Exercise prompt: When you respond, restate each record exactly as it is given.

Stored data:
● ● ●

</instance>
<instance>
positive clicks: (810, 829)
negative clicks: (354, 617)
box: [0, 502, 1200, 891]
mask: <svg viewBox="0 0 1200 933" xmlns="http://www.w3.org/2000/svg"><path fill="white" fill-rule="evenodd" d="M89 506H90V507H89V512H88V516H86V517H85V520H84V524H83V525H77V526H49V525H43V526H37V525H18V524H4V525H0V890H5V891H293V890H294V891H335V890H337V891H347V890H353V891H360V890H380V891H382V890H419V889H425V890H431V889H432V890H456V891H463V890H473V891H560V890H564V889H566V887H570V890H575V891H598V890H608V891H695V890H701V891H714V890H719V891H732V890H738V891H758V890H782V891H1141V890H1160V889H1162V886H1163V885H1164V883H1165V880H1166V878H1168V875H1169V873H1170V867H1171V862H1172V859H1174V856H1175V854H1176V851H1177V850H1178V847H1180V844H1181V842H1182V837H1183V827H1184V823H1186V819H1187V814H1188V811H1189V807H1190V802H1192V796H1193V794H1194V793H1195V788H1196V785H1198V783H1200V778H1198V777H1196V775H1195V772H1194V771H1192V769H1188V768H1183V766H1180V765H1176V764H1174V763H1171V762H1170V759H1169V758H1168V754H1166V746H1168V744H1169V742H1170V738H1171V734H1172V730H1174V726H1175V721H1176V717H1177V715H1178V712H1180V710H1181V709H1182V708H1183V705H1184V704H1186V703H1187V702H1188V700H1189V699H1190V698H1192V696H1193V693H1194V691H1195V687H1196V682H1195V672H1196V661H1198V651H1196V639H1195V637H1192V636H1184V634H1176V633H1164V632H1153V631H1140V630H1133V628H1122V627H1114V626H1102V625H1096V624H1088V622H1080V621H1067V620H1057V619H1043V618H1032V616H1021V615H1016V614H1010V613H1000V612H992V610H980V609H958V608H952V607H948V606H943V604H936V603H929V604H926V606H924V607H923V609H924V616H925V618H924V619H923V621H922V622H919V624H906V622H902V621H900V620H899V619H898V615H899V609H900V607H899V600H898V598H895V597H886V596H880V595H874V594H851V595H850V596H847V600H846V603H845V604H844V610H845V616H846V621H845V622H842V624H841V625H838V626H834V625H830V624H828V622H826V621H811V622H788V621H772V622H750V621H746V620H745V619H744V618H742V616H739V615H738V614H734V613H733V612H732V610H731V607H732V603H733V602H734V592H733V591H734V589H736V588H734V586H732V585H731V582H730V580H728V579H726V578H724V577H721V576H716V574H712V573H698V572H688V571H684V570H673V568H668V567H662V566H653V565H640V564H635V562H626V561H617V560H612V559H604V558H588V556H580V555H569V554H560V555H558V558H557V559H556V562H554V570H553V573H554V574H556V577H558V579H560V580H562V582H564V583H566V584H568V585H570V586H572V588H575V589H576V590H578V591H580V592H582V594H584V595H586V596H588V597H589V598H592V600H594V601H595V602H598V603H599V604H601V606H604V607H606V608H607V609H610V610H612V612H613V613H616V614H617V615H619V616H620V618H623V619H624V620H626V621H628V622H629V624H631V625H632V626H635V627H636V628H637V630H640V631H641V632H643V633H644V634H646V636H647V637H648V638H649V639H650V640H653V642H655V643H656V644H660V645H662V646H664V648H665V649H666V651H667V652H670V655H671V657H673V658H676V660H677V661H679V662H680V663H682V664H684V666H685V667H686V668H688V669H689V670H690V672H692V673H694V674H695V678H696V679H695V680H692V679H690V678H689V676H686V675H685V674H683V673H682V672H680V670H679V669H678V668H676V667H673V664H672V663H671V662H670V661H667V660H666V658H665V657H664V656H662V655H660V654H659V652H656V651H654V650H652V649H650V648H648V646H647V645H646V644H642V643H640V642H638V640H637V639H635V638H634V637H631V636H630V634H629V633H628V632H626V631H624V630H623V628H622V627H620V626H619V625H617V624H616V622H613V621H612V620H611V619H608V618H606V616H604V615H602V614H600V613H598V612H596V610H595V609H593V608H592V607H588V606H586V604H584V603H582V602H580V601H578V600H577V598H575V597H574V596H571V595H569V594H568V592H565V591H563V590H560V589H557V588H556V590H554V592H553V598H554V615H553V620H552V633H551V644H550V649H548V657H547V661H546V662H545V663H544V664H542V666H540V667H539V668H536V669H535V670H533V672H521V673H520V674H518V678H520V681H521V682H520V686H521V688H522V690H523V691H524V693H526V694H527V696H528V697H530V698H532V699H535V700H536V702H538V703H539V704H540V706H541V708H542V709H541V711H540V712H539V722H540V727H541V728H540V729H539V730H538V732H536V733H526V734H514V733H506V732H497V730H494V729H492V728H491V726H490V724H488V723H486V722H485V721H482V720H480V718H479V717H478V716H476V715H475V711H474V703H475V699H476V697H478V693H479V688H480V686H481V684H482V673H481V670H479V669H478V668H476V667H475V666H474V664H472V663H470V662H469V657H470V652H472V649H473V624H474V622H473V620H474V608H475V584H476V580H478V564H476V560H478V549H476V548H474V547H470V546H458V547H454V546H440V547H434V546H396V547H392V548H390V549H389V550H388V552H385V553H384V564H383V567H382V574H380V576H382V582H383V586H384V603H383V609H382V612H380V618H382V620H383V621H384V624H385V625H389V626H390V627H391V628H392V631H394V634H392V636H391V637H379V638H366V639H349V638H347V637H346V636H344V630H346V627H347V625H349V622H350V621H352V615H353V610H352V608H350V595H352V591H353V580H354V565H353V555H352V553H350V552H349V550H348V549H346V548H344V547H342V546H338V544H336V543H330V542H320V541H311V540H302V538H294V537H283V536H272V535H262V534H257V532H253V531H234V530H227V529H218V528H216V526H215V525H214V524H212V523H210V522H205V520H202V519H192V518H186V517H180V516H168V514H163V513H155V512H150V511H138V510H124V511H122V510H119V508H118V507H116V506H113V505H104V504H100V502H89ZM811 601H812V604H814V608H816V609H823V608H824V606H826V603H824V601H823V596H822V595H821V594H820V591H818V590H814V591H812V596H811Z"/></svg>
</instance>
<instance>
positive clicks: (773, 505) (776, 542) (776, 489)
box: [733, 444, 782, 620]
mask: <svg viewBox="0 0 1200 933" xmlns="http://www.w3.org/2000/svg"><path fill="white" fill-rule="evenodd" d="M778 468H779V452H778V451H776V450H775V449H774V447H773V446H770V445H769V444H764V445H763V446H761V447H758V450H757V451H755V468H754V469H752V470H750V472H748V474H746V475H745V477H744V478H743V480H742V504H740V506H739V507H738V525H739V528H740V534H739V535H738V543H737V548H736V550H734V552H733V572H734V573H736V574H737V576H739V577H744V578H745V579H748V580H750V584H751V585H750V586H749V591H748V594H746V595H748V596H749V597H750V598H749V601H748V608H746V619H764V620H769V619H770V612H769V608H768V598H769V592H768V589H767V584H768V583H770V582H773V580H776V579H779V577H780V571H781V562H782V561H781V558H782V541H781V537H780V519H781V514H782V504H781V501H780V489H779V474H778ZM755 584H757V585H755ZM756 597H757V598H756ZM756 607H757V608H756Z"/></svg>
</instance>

● ● ●

Worked solution:
</instance>
<instance>
positive clicks: (810, 829)
negative clicks: (354, 617)
box: [0, 502, 1200, 891]
mask: <svg viewBox="0 0 1200 933" xmlns="http://www.w3.org/2000/svg"><path fill="white" fill-rule="evenodd" d="M89 506H90V507H89V512H88V516H86V517H85V520H84V524H83V525H77V526H49V525H43V526H37V525H18V524H4V525H0V890H5V891H293V890H294V891H335V890H337V891H347V890H353V891H360V890H380V891H382V890H419V889H425V890H431V889H432V890H456V891H463V890H473V891H560V890H564V889H566V887H570V890H575V891H598V890H608V891H695V890H701V891H714V890H719V891H732V890H738V891H758V890H782V891H1141V890H1160V889H1162V886H1163V885H1164V883H1165V880H1166V878H1168V875H1169V873H1170V867H1171V862H1172V859H1174V856H1175V854H1176V851H1177V850H1178V847H1180V844H1181V842H1182V837H1183V827H1184V823H1186V819H1187V814H1188V811H1189V807H1190V802H1192V796H1193V794H1194V793H1195V788H1196V785H1198V783H1200V778H1198V777H1196V775H1195V772H1194V771H1192V769H1188V768H1183V766H1180V765H1176V764H1174V763H1171V762H1170V759H1169V758H1168V754H1166V746H1168V744H1169V742H1170V738H1171V734H1172V730H1174V726H1175V721H1176V717H1177V715H1178V712H1180V710H1181V709H1182V708H1183V705H1184V704H1186V703H1187V702H1188V700H1189V699H1190V698H1192V696H1193V693H1194V691H1195V687H1196V682H1195V672H1196V661H1198V651H1196V639H1195V637H1192V636H1184V634H1176V633H1164V632H1153V631H1140V630H1133V628H1122V627H1114V626H1102V625H1096V624H1088V622H1080V621H1067V620H1057V619H1043V618H1032V616H1021V615H1016V614H1010V613H1000V612H992V610H980V609H958V608H952V607H948V606H943V604H936V603H929V604H926V606H924V607H923V609H924V616H925V618H924V619H923V621H922V622H919V624H906V622H902V621H900V620H899V619H898V615H899V609H900V607H899V600H898V598H895V597H886V596H880V595H874V594H851V595H850V596H847V600H846V603H845V604H844V610H845V616H846V621H845V622H842V624H841V625H838V626H834V625H830V624H828V622H826V621H811V622H788V621H772V622H750V621H746V620H745V619H744V618H742V616H739V615H738V614H734V613H733V612H732V610H731V607H732V603H733V602H734V592H733V591H734V589H736V588H734V586H732V585H731V582H730V580H728V579H726V578H724V577H721V576H716V574H712V573H698V572H688V571H684V570H673V568H668V567H662V566H653V565H640V564H635V562H626V561H617V560H612V559H604V558H588V556H580V555H569V554H560V555H558V558H557V559H556V562H554V570H553V573H554V574H556V577H558V579H560V580H562V582H564V583H566V584H568V585H570V586H572V588H575V589H576V590H578V591H580V592H582V594H584V595H586V596H588V597H589V598H592V600H594V601H595V602H598V603H599V604H601V606H604V607H606V608H607V609H610V610H612V612H613V613H616V614H617V615H619V616H620V618H623V619H624V620H626V621H628V622H629V624H631V625H632V626H635V627H636V628H637V630H640V631H641V632H643V633H644V634H646V636H647V637H648V638H649V639H650V640H653V642H655V643H656V644H660V645H662V646H664V648H665V649H666V651H667V652H670V655H671V657H673V658H676V660H677V661H679V662H680V663H682V664H684V666H685V667H686V668H688V669H689V670H690V672H692V673H694V674H695V678H696V679H695V680H692V679H690V678H689V676H686V675H685V674H683V673H682V672H680V670H679V669H678V668H676V667H673V664H672V663H671V662H670V661H667V660H666V658H665V657H664V656H662V655H660V654H659V652H656V651H654V650H652V649H650V648H648V646H647V645H646V644H642V643H640V642H638V640H637V639H635V638H634V637H631V636H630V634H629V633H628V632H626V631H624V630H623V628H622V627H620V626H619V625H617V624H616V622H613V621H612V620H611V619H608V618H606V616H604V615H602V614H600V613H598V612H596V610H595V609H593V608H592V607H588V606H586V604H584V603H582V602H580V601H578V600H577V598H575V597H574V596H571V595H569V594H568V592H565V591H563V590H560V589H557V588H556V590H554V592H553V598H554V615H553V620H552V633H551V644H550V649H548V657H547V661H546V662H545V663H544V664H542V666H540V667H539V668H536V669H535V670H533V672H521V673H520V674H518V678H520V681H521V682H520V686H521V688H522V690H523V691H524V693H526V694H527V696H528V697H530V698H532V699H535V700H536V702H538V703H539V704H540V706H541V708H542V709H541V711H540V712H539V722H540V727H541V728H540V729H539V730H538V732H536V733H526V734H514V733H506V732H497V730H494V729H492V728H491V726H490V724H488V723H486V722H485V721H482V720H480V718H479V717H478V716H476V715H475V711H474V703H475V699H476V697H478V693H479V688H480V686H481V684H482V673H481V670H479V669H478V668H476V667H475V666H474V664H472V663H470V662H469V657H470V652H472V649H473V624H474V622H473V620H474V608H475V584H476V580H478V564H476V560H478V549H476V548H474V547H470V546H458V547H454V546H440V547H434V546H396V547H392V548H390V549H389V550H388V552H385V553H384V564H383V567H382V574H380V576H382V582H383V586H384V603H383V609H382V612H380V618H382V620H383V621H384V624H385V625H389V626H390V627H391V628H392V631H394V634H392V636H391V637H379V638H366V639H349V638H347V637H346V636H344V630H346V627H347V625H349V622H350V621H352V615H353V610H352V608H350V595H352V591H353V580H354V565H353V555H352V553H350V552H349V550H348V549H346V548H344V547H342V546H338V544H336V543H330V542H320V541H311V540H302V538H294V537H283V536H272V535H262V534H257V532H253V531H234V530H227V529H218V528H216V526H215V525H214V524H212V523H210V522H205V520H202V519H192V518H186V517H180V516H168V514H163V513H155V512H150V511H138V510H124V511H122V510H119V508H118V507H116V506H113V505H104V504H100V502H89ZM811 601H812V604H814V608H816V609H823V608H824V606H826V603H824V601H823V596H822V595H821V594H820V591H818V590H814V591H812V596H811Z"/></svg>
</instance>
<instance>
positive clicks: (773, 505) (776, 542) (776, 489)
box: [733, 444, 782, 620]
mask: <svg viewBox="0 0 1200 933" xmlns="http://www.w3.org/2000/svg"><path fill="white" fill-rule="evenodd" d="M778 468H779V452H778V451H776V450H775V449H774V447H773V446H770V445H769V444H764V445H763V446H761V447H758V450H757V451H755V468H754V469H752V470H750V472H748V474H746V475H745V477H744V478H743V480H742V504H740V506H739V507H738V525H739V528H740V534H739V535H738V543H737V548H736V550H734V552H733V572H734V573H736V574H737V576H739V577H744V578H745V579H748V580H750V584H751V585H750V586H749V591H748V594H746V595H748V596H749V597H750V598H749V601H748V608H746V619H764V620H769V619H770V612H769V608H768V598H769V592H768V589H767V584H768V583H770V582H773V580H776V579H779V577H780V571H781V562H782V561H781V558H782V541H781V537H780V519H781V514H782V504H781V501H780V489H779V474H778ZM755 584H757V585H755ZM756 597H757V598H756ZM756 607H757V608H756Z"/></svg>
</instance>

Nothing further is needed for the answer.